:: Exercise data ::
════
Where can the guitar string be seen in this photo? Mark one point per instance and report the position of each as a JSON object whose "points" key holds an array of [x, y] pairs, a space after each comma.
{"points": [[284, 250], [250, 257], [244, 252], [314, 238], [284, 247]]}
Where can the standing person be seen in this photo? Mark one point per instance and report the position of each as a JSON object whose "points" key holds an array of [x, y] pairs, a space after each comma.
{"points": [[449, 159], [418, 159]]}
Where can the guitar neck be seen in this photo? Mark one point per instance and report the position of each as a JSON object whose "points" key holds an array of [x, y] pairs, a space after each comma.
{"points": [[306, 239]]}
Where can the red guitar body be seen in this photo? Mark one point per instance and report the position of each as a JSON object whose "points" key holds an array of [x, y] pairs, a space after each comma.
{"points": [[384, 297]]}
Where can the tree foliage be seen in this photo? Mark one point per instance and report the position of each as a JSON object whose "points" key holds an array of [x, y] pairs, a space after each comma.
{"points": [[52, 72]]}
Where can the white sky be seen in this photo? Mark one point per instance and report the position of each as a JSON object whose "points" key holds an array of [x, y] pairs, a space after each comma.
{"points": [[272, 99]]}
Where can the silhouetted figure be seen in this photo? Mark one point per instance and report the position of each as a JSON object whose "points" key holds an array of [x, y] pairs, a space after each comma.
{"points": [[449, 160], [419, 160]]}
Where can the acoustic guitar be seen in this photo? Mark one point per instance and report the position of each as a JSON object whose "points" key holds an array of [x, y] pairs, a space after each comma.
════
:: Task brief ::
Write all of the records out again exactly.

:: Completed exercise ::
Where can the guitar string be seen in this photo? Mark one point per instance and report the position of each as a JSON object whose "points" key holds an array of [x, y] pairs, a space after each comma.
{"points": [[284, 250], [250, 257], [244, 252], [314, 238], [284, 247]]}
Where can the standing person be seen in this photo? Mark one point per instance and report the position of each as a JSON object whose "points" key holds an array of [x, y] pairs, a space after each comma.
{"points": [[449, 159], [418, 159]]}
Where can the guitar neck be seen in this photo? Mark one point per instance and report the position of each as a JSON object whose "points" key holds an array of [x, y] pairs, a space after each comma.
{"points": [[306, 239]]}
Where can the red guitar body be seen in this photo? Mark one point per instance and report the position of each as a JSON object whose "points" key holds an array of [x, y] pairs, a space after each comma.
{"points": [[384, 297]]}
Where can the tree foliage be seen in this photo? Mark one point per instance and report the position of each as a JSON object whose "points" key holds an array of [x, y] pairs, a space after each comma.
{"points": [[52, 72]]}
Where can the white sky be seen in this photo? Mark one point per instance and report the position of each as a JSON object whose "points" key holds an array of [x, y] pairs, a space after each comma.
{"points": [[272, 99]]}
Where can the silhouetted figure be seen in this photo? Mark one point per instance and report the position of each as a JSON object whose "points" key holds an array of [x, y] pairs, a space after each comma.
{"points": [[449, 160], [419, 160]]}
Where can the acoustic guitar be seen in this photo? Mark one point per instance and report the position of each as a JSON object whose "points" key holds an array of [x, y] pairs, a space after each comma.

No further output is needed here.